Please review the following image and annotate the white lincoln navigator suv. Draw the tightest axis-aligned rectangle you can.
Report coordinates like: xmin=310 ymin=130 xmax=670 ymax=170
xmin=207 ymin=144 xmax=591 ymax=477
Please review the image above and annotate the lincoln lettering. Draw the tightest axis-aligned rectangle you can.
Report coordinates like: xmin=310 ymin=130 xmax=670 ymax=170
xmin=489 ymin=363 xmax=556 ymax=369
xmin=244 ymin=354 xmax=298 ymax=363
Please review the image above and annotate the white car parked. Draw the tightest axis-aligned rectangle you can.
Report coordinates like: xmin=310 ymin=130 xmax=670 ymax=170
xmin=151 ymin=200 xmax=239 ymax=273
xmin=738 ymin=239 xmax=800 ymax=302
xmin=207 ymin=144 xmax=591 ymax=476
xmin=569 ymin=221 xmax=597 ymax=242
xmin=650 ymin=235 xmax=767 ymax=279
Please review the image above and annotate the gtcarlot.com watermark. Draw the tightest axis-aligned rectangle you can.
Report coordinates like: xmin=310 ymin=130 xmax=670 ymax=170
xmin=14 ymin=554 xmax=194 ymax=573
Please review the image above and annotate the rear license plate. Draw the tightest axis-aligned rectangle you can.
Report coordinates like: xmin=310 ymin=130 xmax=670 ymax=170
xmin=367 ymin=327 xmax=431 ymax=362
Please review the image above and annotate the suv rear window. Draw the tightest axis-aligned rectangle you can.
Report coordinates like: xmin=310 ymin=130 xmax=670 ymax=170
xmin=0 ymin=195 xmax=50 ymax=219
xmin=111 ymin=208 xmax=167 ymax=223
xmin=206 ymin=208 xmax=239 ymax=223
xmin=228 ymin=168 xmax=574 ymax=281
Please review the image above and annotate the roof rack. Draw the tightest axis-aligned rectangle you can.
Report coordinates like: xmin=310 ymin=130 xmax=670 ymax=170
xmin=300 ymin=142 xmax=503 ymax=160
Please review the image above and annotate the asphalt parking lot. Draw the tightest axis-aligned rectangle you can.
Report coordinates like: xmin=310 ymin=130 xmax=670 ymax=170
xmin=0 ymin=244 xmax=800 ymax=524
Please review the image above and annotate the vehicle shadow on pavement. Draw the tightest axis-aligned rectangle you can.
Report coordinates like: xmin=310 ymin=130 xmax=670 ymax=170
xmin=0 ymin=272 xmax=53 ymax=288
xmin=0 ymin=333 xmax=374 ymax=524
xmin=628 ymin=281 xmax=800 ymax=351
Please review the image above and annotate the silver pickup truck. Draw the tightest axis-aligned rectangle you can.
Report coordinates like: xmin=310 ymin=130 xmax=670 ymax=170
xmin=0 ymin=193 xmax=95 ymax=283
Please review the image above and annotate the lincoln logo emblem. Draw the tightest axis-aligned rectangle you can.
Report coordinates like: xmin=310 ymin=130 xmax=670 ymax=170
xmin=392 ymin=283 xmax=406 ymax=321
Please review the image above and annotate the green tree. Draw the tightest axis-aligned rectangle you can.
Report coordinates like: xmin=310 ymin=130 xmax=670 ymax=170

----------

# What the task requires
Rewrite the records above, substituting "smallest" for every occurrence of "tightest" and leaving everything else unchanged.

# Written response
Please review the following image and annotate the white lincoln navigator suv. Draw the smallest axis-aligned rectangle you can.
Report coordinates like: xmin=310 ymin=130 xmax=670 ymax=170
xmin=207 ymin=144 xmax=591 ymax=477
Please review the image above and annotate the lincoln lettering. Draw the smallest axis-aligned rectangle you can.
Report coordinates like: xmin=310 ymin=130 xmax=670 ymax=170
xmin=489 ymin=363 xmax=556 ymax=369
xmin=244 ymin=354 xmax=298 ymax=363
Please review the image above and annotate the white car parked. Draw the smallest axis-aligned rectangle you can.
Report coordinates like: xmin=310 ymin=130 xmax=670 ymax=170
xmin=151 ymin=200 xmax=239 ymax=273
xmin=738 ymin=239 xmax=800 ymax=302
xmin=207 ymin=144 xmax=591 ymax=476
xmin=569 ymin=221 xmax=597 ymax=242
xmin=650 ymin=235 xmax=767 ymax=279
Please review the image above and annotate the gtcarlot.com watermark. Draw the smallest axis-aligned rectangle you can.
Report coordinates like: xmin=310 ymin=130 xmax=670 ymax=170
xmin=14 ymin=554 xmax=194 ymax=573
Please review the image above and annotate the rear license plate. Draw the smallest axis-aligned rectangle you can.
Report coordinates like: xmin=310 ymin=130 xmax=670 ymax=170
xmin=367 ymin=327 xmax=431 ymax=362
Please review the image above and annotate the suv rear window. Draw the smallest axis-aligned rectangle you can.
Report coordinates like: xmin=310 ymin=130 xmax=670 ymax=170
xmin=0 ymin=195 xmax=50 ymax=219
xmin=111 ymin=208 xmax=167 ymax=223
xmin=206 ymin=208 xmax=239 ymax=223
xmin=228 ymin=168 xmax=574 ymax=281
Please review the image above and annotate the roof rack. Draw the smallest axis-aligned rectangle you can.
Report coordinates like: xmin=310 ymin=130 xmax=670 ymax=170
xmin=300 ymin=142 xmax=503 ymax=160
Please review the image above and annotate the asphalt parking lot. Draw the smallest axis-aligned rectangle you can.
Report coordinates like: xmin=310 ymin=130 xmax=670 ymax=170
xmin=0 ymin=244 xmax=800 ymax=524
Please review the image above and annotate the vehicle shadow on pavement. Draw the smallest axis-aligned rectangle you can.
Report coordinates like: xmin=310 ymin=130 xmax=670 ymax=170
xmin=0 ymin=272 xmax=53 ymax=288
xmin=0 ymin=333 xmax=374 ymax=524
xmin=628 ymin=281 xmax=800 ymax=351
Please review the image above and annotate the silver pickup truck. Draw the smallest axis-aligned rectangle you can.
Report coordinates like: xmin=310 ymin=130 xmax=670 ymax=170
xmin=0 ymin=193 xmax=95 ymax=283
Please review the image above and annotate the lincoln logo emblem. Draw the smallest axis-aligned rectangle you can.
Report coordinates like: xmin=310 ymin=130 xmax=670 ymax=170
xmin=392 ymin=283 xmax=406 ymax=321
Please review the image above and annotate the green tree. Draw the smallest axis-aligned rectangle you can.
Report coordinates like: xmin=310 ymin=130 xmax=670 ymax=170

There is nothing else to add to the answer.